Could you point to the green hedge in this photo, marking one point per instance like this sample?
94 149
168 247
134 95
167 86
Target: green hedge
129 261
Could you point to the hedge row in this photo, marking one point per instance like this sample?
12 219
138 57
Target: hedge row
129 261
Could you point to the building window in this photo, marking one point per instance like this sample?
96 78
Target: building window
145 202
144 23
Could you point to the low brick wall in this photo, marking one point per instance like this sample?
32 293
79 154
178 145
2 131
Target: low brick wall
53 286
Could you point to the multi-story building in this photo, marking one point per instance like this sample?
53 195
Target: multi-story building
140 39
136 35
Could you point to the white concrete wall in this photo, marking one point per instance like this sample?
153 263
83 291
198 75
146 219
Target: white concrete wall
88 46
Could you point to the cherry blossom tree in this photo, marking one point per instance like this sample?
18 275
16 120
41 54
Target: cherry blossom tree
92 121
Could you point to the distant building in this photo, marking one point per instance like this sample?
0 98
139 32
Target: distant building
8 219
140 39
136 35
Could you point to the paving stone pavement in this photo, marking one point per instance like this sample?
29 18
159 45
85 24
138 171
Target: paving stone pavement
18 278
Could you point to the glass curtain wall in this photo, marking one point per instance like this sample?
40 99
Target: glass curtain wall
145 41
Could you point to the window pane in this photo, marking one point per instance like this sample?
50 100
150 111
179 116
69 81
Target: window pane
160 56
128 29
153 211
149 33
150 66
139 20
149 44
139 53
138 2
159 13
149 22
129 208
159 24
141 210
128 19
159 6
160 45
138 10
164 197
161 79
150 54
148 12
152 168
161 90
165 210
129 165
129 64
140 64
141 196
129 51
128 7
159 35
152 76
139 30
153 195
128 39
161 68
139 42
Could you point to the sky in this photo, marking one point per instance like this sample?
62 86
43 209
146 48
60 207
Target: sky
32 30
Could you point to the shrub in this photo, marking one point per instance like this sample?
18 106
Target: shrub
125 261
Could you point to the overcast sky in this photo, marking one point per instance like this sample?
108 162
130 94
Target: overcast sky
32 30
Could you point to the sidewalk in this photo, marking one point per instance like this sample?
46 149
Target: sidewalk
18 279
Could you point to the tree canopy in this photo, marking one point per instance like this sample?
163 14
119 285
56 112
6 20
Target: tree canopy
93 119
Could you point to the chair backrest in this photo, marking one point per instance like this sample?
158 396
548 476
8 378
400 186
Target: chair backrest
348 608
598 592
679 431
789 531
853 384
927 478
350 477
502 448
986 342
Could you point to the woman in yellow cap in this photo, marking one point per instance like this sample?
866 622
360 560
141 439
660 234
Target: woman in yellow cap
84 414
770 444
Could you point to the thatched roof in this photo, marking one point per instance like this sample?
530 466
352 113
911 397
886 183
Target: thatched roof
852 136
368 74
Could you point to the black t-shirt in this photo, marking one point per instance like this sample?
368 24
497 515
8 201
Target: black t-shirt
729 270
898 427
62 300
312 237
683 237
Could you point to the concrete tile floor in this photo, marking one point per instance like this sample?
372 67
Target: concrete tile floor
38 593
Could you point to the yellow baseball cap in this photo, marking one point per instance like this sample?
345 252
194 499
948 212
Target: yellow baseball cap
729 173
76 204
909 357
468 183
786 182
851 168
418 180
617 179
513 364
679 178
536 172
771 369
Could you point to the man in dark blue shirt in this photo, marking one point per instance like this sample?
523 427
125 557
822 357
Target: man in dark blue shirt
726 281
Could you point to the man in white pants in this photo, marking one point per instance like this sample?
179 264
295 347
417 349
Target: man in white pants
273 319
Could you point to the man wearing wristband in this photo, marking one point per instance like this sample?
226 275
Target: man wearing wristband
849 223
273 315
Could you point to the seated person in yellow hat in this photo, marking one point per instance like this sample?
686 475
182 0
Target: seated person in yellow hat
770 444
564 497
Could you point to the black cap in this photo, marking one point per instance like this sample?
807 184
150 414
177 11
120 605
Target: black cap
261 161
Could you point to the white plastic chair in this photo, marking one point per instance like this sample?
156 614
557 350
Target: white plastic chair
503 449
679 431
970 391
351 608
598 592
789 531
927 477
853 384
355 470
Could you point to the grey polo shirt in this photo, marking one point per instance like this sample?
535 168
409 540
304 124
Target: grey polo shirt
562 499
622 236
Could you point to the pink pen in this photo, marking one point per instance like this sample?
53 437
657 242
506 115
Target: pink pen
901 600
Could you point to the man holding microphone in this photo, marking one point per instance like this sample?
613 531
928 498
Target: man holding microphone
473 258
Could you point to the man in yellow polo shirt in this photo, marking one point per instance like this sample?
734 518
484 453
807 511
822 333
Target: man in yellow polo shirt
━━━━━━━━━━━━━━━━━━━━
Requirements —
Starting at the line that contains "Could you point to the white plastic", copy each line exactly through the end of the listing above. Include that first line and the last one, and add nothing.

Exercise output —
Could you point to the white plastic chair in this photo, marking one point per instance like this sample?
156 614
557 350
Target: white plastic chair
503 449
679 431
970 391
351 608
598 592
789 531
927 477
853 384
355 470
Could you point to the grey polo shirt in this photo, marking one point per instance like this sample?
535 168
409 540
304 124
Target: grey polo shirt
562 499
622 236
Could you point to the pink pen in this photo, marking one point per instance like this sample?
53 437
657 242
506 115
Target: pink pen
901 600
Could you point to the man holding microphone in this photo, marking one point per instance like this sample?
613 531
928 498
Target: man holding microphone
473 258
Could you point to the man in yellow polo shirt in this photo, marking one point per instance like this sample?
734 518
484 453
807 511
822 333
Target: man in yellow polo shirt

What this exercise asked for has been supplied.